## Text section
☆ ☆ ☆ ☆ ☆
2.1. Linked Data Benchmark Council (LDBC)¶

The LDBC SNB is an independent authority responsible for specifying benchmarks. Among the LDBC portfolio is a Social Network Benchmark that consists of a synthetic property graph dataset generator and several collections of queries.

Warning

Note that the information on this page is not a sanctioned part of the LDBC suite of benchmarks. We are using their synthetic dataset generator for the purpose of coming up with our own set of queries.

There are several sizes of graphs that can be generated using the LDBC SNB dataset generator.

Dataset Sizes¶
Scale Factor	Number of Vertices	Number of Edges
1	3,181,734	17,298,797
10	29,987,835	176,908,026
100	282,637,871	1,777,459,231
1000	2,686,781,095	17,802,784,542

2.1.1. Analytic Queries¶

Trovares has defined some queries with a perspective more on complex analytics than on retrieving data about specific objects in a graph dataset. The objective of these queries is to have real-world plausibility and provide a basis to compare performance.

2.1.1.1. AQ1: Three people meeting at some event such as a conference¶

The objective is to find evidence in the data of three people who meet at an event such as a conference. This will manifest itself in the LDBC SNB data as a person-knows-person triangle where the creation times on these edges are increasing around the triangle, and they all fall within a narrow time window. For this example, we use a 1-day time window, which is 86,400 seconds.

Using smaller time windows will result in fewer answers (perhaps fewer false positives and maybe some false negatives) and likely a smaller search space (fewer traversed edges). Widening the time window will find more answers, perhaps more false positives, but fewer false negatives.
☆ ☆ ☆ ☆ ☆
## Provided records
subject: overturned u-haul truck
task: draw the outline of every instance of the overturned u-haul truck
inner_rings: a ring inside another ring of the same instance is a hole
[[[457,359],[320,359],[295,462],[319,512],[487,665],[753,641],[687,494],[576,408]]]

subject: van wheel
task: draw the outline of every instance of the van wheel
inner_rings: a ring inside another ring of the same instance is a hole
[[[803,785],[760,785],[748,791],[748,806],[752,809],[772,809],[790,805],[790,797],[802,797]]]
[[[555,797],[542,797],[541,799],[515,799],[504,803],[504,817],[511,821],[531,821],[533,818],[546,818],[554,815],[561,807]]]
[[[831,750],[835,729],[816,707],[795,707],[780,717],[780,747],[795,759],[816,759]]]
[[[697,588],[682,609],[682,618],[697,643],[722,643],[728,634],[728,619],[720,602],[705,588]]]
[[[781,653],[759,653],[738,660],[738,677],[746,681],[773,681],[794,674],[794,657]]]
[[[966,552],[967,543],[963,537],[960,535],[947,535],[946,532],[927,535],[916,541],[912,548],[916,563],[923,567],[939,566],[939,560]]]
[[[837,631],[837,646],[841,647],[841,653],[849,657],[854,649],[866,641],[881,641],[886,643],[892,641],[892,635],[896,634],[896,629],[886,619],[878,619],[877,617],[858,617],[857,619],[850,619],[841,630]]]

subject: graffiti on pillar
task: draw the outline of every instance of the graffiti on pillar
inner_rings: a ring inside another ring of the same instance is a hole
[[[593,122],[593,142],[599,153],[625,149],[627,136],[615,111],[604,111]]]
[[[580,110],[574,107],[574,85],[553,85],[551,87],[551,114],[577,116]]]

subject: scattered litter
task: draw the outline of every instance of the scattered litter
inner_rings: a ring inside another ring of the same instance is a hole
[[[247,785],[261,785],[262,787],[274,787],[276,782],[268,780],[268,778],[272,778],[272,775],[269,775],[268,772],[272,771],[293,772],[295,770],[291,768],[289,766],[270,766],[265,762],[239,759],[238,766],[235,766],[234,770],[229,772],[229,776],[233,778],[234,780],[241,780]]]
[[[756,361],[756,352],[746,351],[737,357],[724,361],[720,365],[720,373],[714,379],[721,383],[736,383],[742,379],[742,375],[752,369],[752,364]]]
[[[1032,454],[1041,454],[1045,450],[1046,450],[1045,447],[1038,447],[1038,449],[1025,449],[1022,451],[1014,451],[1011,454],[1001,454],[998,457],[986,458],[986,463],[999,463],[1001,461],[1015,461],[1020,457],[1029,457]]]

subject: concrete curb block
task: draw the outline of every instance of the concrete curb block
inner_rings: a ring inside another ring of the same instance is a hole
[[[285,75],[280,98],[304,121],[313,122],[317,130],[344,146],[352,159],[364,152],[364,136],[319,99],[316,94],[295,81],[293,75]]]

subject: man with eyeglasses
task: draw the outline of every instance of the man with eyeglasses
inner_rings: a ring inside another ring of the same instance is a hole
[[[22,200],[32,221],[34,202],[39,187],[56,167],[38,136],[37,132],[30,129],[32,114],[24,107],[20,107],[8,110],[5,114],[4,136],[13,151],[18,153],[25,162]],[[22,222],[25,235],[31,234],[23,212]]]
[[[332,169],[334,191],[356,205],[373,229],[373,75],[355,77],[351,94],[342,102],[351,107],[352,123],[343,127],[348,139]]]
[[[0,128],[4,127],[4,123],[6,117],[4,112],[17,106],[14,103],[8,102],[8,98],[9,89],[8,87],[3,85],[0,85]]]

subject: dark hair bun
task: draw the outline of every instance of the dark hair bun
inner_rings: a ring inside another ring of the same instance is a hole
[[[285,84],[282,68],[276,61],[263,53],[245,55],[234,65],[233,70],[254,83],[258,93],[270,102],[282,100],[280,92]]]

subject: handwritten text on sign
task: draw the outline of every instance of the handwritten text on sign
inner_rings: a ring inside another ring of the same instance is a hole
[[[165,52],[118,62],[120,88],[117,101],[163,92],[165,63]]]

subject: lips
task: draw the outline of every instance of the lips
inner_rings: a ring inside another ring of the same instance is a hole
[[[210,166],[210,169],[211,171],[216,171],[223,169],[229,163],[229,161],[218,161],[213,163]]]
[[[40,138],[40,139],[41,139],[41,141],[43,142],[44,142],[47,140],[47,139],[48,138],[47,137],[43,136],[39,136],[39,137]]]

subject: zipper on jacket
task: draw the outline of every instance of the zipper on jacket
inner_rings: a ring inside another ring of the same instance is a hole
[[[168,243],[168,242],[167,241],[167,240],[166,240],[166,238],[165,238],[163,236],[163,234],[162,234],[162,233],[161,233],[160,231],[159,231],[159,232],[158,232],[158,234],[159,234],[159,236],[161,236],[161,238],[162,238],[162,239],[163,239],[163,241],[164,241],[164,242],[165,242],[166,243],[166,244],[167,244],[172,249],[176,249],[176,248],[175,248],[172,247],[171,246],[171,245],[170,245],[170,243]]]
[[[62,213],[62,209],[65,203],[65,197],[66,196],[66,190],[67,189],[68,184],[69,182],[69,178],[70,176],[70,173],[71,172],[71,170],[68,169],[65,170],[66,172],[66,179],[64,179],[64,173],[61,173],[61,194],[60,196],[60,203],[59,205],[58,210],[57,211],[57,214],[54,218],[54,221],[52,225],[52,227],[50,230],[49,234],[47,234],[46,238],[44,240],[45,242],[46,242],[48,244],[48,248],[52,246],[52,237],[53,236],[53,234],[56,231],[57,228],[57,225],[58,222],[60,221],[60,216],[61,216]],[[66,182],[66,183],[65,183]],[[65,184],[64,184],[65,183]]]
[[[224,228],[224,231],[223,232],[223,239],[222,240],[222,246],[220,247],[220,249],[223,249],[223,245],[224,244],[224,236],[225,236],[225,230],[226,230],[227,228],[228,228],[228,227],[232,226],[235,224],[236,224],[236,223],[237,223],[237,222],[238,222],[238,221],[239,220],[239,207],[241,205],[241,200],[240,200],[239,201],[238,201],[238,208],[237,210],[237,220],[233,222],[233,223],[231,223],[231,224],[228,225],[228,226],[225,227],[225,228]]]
☆ ☆ ☆ ☆ ☆
## Short problem 1
Show each line of the listing that contains the word "handwritten".
## Short problem 2
Extend the page on the LDBC Social Network Benchmark and its analytic queries, picking up after its last sentence.

## Task response 1
subject: handwritten text on sign
task: draw the outline of every instance of the handwritten text on sign

## Task response 2
This query can be understood more abstractly as a Temporal Triangle.

An OpenCypher version of this query is:

/*
  :param { time_window: 86400 }
*/
MATCH (p1)-[e1:KNOWS]->(p2), (p2)-[e2:KNOWS]->(p3),
      (p3)-[e3:KNOWS]->(p1)
WHERE p1 <> p2 AND p2 <> p3 AND p1 <> p3
  AND e1.creationDate < e2.creationDate
  AND e2.creationDate < e3.creationDate
  AND toInteger(e3.creationDate) - toInteger(e1.creationDate) < $time_window
  AND toInteger(e2.creationDate) - toInteger(e1.creationDate) < $time_window
RETURN count(*)

Note that is it assumed that the toInteger(<datetime>) function will convert the datetime value into seconds since the epoch.

A TQL version of this query is:

/*
  :param { time_window: 86400 }
*/
MATCH (p1)-[e1:ldbc__person_knows_person]->(p2)
          -[e2:ldbc__person_knows_person]->(p3)
          <-[e3:ldbc__person_knows_person]-(p1)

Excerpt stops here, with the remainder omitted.